──────── PROVIDED INFORMATION
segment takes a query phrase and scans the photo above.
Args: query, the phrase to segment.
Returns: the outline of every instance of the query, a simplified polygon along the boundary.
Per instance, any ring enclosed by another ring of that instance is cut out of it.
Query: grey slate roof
────────────────
**REQUIRED TASK**
Change every "instance" in the items to "object" and give them back with nothing else altered.

**ANSWER TO THE EXERCISE**
segment takes a query phrase and scans the photo above.
Args: query, the phrase to segment.
Returns: the outline of every object of the query, a simplified polygon along the boundary.
Per object, any ring enclosed by another ring of that object is cut out of it.
Query: grey slate roof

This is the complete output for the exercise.